▶ _Task_: Each line of the listing where "parked" appears should be reported.

● ● ● ● ●

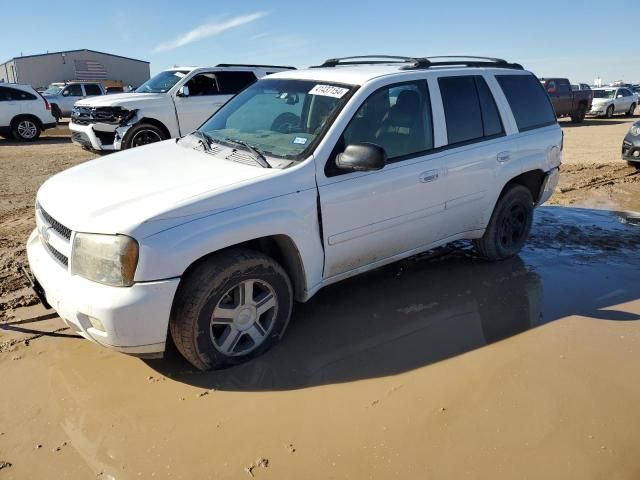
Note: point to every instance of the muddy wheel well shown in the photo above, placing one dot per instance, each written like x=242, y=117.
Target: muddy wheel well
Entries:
x=531, y=180
x=156, y=123
x=279, y=247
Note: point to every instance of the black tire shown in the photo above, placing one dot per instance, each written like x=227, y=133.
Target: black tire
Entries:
x=55, y=111
x=578, y=116
x=26, y=129
x=216, y=284
x=609, y=112
x=142, y=134
x=509, y=225
x=631, y=111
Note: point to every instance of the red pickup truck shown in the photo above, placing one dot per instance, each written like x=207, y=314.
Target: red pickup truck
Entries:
x=567, y=102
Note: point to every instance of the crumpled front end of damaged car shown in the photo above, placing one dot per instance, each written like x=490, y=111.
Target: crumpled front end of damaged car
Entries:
x=101, y=128
x=117, y=116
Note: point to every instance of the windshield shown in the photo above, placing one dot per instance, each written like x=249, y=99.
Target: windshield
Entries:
x=603, y=93
x=162, y=82
x=282, y=118
x=53, y=90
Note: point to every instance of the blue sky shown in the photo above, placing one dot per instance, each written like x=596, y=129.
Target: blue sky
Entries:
x=549, y=38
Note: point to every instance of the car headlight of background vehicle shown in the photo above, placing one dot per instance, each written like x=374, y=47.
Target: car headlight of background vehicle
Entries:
x=107, y=259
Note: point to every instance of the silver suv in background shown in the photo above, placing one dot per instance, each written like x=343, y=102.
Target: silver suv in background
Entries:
x=24, y=113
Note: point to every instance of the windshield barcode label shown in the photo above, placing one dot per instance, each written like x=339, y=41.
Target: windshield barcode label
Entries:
x=328, y=91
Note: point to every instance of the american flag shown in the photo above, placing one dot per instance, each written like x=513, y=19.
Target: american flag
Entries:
x=89, y=70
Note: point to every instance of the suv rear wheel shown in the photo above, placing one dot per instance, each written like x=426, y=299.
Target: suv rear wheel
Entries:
x=142, y=134
x=25, y=129
x=232, y=307
x=509, y=225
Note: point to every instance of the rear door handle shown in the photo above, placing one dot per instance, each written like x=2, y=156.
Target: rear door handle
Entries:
x=503, y=157
x=430, y=176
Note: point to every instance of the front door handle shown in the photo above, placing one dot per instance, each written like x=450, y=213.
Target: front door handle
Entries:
x=430, y=176
x=503, y=157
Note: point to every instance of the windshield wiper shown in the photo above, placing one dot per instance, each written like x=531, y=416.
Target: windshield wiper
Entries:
x=257, y=153
x=204, y=138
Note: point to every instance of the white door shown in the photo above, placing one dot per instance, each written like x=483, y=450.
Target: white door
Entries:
x=10, y=106
x=477, y=147
x=368, y=217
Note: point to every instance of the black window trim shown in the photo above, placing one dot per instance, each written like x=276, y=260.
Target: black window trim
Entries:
x=535, y=127
x=483, y=138
x=399, y=158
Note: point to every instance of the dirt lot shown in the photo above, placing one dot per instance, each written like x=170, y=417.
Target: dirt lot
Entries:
x=440, y=366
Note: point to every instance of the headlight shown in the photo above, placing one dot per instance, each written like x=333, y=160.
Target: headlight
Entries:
x=108, y=259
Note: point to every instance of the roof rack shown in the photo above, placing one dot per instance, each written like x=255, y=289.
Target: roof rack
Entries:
x=415, y=63
x=374, y=60
x=252, y=65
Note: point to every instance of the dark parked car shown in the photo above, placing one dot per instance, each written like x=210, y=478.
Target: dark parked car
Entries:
x=631, y=146
x=566, y=101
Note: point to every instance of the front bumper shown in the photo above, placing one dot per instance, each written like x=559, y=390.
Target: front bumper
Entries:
x=135, y=319
x=98, y=136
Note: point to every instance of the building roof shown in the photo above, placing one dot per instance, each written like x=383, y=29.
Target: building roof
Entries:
x=71, y=51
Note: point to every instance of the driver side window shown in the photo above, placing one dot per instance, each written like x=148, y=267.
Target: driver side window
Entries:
x=396, y=118
x=203, y=84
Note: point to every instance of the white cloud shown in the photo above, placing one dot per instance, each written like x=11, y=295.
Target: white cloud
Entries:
x=209, y=29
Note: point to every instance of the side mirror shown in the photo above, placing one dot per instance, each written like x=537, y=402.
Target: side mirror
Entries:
x=362, y=157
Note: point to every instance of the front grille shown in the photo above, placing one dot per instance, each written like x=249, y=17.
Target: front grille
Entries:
x=81, y=138
x=106, y=138
x=56, y=254
x=64, y=232
x=57, y=226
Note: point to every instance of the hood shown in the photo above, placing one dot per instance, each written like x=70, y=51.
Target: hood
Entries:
x=121, y=99
x=157, y=185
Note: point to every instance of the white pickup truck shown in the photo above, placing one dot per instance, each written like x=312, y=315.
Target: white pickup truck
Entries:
x=305, y=178
x=171, y=104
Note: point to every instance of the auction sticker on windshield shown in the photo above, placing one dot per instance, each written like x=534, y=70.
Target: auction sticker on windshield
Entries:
x=328, y=91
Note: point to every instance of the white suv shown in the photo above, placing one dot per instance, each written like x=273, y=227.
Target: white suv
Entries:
x=305, y=178
x=171, y=104
x=24, y=113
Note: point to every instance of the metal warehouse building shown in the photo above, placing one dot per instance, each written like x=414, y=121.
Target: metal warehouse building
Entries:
x=41, y=70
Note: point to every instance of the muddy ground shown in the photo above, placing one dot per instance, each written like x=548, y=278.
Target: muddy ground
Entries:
x=440, y=366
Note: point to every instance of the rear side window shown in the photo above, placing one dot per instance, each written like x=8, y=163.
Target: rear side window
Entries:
x=231, y=83
x=13, y=94
x=470, y=110
x=529, y=102
x=92, y=89
x=74, y=90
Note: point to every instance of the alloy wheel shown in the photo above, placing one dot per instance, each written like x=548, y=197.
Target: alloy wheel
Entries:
x=244, y=317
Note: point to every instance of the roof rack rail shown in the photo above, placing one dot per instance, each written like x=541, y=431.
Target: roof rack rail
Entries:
x=415, y=63
x=255, y=66
x=374, y=60
x=471, y=61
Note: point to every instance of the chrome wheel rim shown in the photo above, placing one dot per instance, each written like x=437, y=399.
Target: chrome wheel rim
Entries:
x=513, y=226
x=243, y=318
x=27, y=129
x=144, y=137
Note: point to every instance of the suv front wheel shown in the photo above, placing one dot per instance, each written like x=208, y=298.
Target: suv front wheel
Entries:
x=509, y=225
x=231, y=307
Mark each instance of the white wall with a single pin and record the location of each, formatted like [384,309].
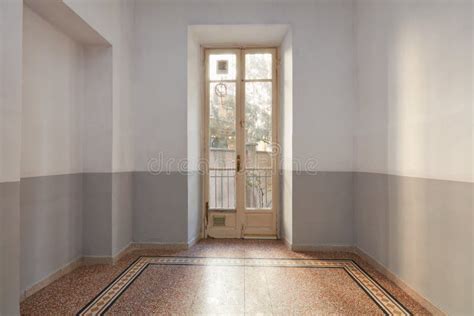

● ● ● ● ●

▶ _Answer_:
Note: point to every instance of the dark parked car shown in the photo above, placing one dot per instance, each written like x=210, y=478.
Target: dark parked car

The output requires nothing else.